WHAT IS REQUIRED | Restate the listing in full, keeping every word as it is.

EXTRACTED RECORDS |

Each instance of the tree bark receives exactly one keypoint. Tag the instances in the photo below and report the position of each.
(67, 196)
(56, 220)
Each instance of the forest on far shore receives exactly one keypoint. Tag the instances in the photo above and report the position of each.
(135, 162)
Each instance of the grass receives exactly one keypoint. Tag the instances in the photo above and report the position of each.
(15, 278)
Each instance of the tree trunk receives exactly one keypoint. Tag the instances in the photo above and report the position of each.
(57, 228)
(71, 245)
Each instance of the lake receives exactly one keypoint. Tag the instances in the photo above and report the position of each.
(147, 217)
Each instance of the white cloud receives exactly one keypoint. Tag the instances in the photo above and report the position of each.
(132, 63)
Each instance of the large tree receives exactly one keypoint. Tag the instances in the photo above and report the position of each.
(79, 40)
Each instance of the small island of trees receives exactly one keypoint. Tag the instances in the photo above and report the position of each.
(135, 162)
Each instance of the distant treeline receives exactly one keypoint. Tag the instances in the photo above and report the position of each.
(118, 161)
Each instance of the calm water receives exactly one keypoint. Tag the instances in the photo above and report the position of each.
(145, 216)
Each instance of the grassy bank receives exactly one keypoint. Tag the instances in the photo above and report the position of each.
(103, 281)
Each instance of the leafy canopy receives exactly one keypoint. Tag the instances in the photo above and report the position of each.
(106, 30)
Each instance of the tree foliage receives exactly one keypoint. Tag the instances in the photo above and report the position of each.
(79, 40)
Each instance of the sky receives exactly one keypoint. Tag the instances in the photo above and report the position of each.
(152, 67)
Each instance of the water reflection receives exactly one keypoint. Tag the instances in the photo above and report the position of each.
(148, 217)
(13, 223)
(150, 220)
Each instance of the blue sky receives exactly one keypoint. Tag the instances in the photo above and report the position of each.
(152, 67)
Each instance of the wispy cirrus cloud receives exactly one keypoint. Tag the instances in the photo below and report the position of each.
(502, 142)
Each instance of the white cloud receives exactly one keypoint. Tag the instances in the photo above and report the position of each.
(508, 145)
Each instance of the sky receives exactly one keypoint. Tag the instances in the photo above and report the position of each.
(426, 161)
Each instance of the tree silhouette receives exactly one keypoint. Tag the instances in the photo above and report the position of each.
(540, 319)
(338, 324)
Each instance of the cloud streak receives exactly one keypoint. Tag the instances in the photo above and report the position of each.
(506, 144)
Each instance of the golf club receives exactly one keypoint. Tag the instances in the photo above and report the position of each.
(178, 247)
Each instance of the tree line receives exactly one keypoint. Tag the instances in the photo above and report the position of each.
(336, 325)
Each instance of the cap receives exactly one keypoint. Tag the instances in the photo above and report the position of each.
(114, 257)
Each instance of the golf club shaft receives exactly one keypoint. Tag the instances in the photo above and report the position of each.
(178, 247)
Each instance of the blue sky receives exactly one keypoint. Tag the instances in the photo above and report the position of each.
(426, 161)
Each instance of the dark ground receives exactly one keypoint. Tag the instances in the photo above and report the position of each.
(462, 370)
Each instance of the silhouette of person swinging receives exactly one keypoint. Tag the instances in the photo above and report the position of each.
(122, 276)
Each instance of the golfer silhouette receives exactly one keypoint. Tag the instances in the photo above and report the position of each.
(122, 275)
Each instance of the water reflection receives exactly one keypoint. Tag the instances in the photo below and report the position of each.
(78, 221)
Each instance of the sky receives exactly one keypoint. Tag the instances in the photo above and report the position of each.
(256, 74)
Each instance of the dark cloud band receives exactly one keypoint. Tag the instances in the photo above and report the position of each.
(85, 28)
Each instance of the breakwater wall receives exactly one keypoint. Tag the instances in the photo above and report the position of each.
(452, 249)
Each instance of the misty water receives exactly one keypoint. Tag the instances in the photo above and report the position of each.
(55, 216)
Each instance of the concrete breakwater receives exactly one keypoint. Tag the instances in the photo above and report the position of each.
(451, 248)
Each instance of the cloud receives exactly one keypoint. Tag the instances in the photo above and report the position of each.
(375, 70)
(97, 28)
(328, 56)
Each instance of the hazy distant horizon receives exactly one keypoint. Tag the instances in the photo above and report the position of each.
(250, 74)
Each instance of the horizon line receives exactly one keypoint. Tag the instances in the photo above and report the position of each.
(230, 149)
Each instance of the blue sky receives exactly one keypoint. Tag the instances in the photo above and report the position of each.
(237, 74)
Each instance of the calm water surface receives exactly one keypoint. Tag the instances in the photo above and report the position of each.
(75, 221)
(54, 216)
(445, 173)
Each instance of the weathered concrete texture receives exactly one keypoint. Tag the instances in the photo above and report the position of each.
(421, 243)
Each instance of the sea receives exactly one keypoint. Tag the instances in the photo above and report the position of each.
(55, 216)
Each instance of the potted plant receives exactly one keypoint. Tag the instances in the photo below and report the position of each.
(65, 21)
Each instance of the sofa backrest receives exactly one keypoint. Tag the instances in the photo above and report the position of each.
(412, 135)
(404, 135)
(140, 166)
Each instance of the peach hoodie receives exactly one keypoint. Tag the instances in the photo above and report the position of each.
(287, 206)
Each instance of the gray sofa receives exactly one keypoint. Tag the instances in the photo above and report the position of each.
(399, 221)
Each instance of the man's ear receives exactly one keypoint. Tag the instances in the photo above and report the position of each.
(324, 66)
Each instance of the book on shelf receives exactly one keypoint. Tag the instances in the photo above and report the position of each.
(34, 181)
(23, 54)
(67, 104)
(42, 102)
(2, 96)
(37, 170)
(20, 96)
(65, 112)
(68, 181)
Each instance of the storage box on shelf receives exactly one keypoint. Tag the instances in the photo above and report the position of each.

EXERCISE RESULT |
Each instance of the tree bark receives exactly one keypoint. Tag the instances in the photo below and report the position of each.
(67, 196)
(56, 220)
Each instance of the forest on far shore receives exactly one keypoint. Tag the instances in the photo above and report the position of each.
(135, 162)
Each instance of the grass receives exactly one keypoint. Tag the instances in the photo above and report the position of each.
(15, 278)
Each instance of the tree trunk receives exactly one keypoint. Tag the instances in the photo above and report the position of each.
(57, 228)
(71, 245)
Each instance of the lake receives exactly one keypoint. Tag the instances in the photo above and report the position of each.
(147, 217)
Each instance of the white cloud receives exactly one keypoint. Tag the instances in the photo above and report the position of each.
(132, 63)
Each instance of the large tree receives exactly one keypoint. Tag the instances in the photo above and report the position of each.
(79, 40)
Each instance of the small island of trees receives exactly one keypoint. Tag the instances in the photo above and report the position of each.
(135, 162)
Each instance of the distant treeline receives exactly one keypoint. Tag the instances in the photo above and report the position of each.
(118, 161)
Each instance of the calm water receives exactly one keypoint. Tag the instances in the photo above and report the position of each.
(145, 216)
Each instance of the grassy bank receives exactly one keypoint. Tag the instances in the photo above and report the position of each.
(103, 281)
Each instance of the leafy canopy receives exactly one keypoint. Tag the instances in the photo above and report the position of each.
(106, 30)
Each instance of the tree foliage receives exactly one keypoint. Tag the instances in the photo above and report the position of each.
(79, 40)
Each instance of the sky receives exactly one keypoint. Tag the instances in the photo above and report the position of each.
(152, 67)
Each instance of the water reflection receives exactly one keypoint. Tag the instances in the photo above and report the position of each.
(148, 217)
(13, 223)
(150, 220)
Each instance of the blue sky receives exactly one keypoint. Tag the instances in the photo above and report the position of each.
(152, 67)
Each instance of the wispy cirrus cloud receives exactly one keypoint. Tag the instances in the photo below and report the position of each.
(502, 142)
Each instance of the white cloud receives exactly one keypoint. Tag the instances in the photo above and report the position of each.
(508, 145)
Each instance of the sky receives exactly one keypoint. Tag the instances in the photo above and report the position of each.
(426, 161)
Each instance of the tree silhouette receives exactly one keypoint. Tag the instances in the photo above and report the position of each.
(540, 319)
(338, 324)
Each instance of the cloud streak receives exactly one keypoint. Tag the instances in the photo above and report the position of each.
(506, 144)
Each instance of the golf club receives exactly one keypoint. Tag the instances in the photo above and report the position of each.
(178, 247)
Each instance of the tree line receives exactly one keypoint. Tag the instances in the photo above and report the position of each.
(336, 325)
Each instance of the cap receives exactly one keypoint. Tag the instances in the photo above and report the position of each.
(114, 257)
Each instance of the golf club shaft receives exactly one keypoint. Tag the instances in the photo above and report the position of each.
(178, 247)
Each instance of the blue sky receives exactly one keypoint. Tag the instances in the photo above and report the position of each.
(426, 161)
Each instance of the dark ground receives exactly one keypoint. Tag the instances in the photo above and report the position of each.
(462, 370)
Each instance of the silhouette of person swinging receives exactly one keypoint. Tag the instances in the photo above and report the position of each.
(122, 276)
Each instance of the golfer silhouette receives exactly one keypoint. Tag the instances in the photo above and report the position of each.
(122, 275)
Each instance of the water reflection receives exactly one keypoint. Tag the instances in the photo below and report the position of each.
(78, 221)
Each instance of the sky receives exactly one keypoint. Tag the instances in the photo above and report the position of each.
(256, 74)
Each instance of the dark cloud band receives exactly one keypoint. Tag the instances in the photo above and report the position of each.
(85, 28)
Each instance of the breakwater wall receives exactly one keypoint. Tag the instances in the photo above and report the position of each.
(452, 249)
Each instance of the misty water receives exactly one keypoint. Tag the instances in the photo above and report the position of each.
(55, 216)
Each instance of the concrete breakwater receives exactly one keypoint. Tag the instances in the photo above and report the position of each.
(451, 248)
Each instance of the cloud receives exactly one keypoint. Tag the instances in the photo above and report the position of each.
(375, 70)
(97, 28)
(328, 56)
Each instance of the hazy distant horizon receives exactly one keypoint. Tag the instances in the photo above and report the position of each.
(250, 74)
Each instance of the horizon line receives exactly one keypoint. Tag the instances in the photo above and report the position of each.
(230, 149)
Each instance of the blue sky receives exactly one keypoint. Tag the instances in the photo above and report the position of each.
(237, 74)
Each instance of the calm water surface receives exactly one keypoint. Tag the instances in the photo above and report the position of each.
(75, 221)
(54, 216)
(445, 173)
Each instance of the weathered concrete texture receives exactly one keypoint. Tag the instances in the photo above and report the position of each.
(421, 243)
Each instance of the sea receives exactly one keypoint. Tag the instances in the photo above and report the position of each.
(55, 216)
Each instance of the potted plant receives exactly one keypoint. Tag the instances in the photo below and report the position of each.
(65, 21)
Each instance of the sofa backrest receives exactly one keypoint. Tag the instances in the photo above and report the position of each.
(412, 135)
(404, 135)
(140, 166)
Each instance of the peach hoodie receives exactly one keypoint. Tag the instances in the photo above and report the position of each.
(287, 206)
Each instance of the gray sofa receives exactly one keypoint. Tag the instances in the photo above and report the position of each.
(399, 221)
Each instance of the man's ear receives exactly one keypoint. Tag the instances in the photo above and report the position of each.
(324, 66)
Each instance of the book on shelf receives exactly one keypoint. Tag the instances in the photo above and report the position of each.
(34, 181)
(23, 54)
(67, 104)
(42, 102)
(2, 96)
(37, 170)
(20, 96)
(65, 112)
(68, 181)
Each instance of the storage box on shelf receives exactly one keypoint. Tag the instances in the photo above and report the position of each.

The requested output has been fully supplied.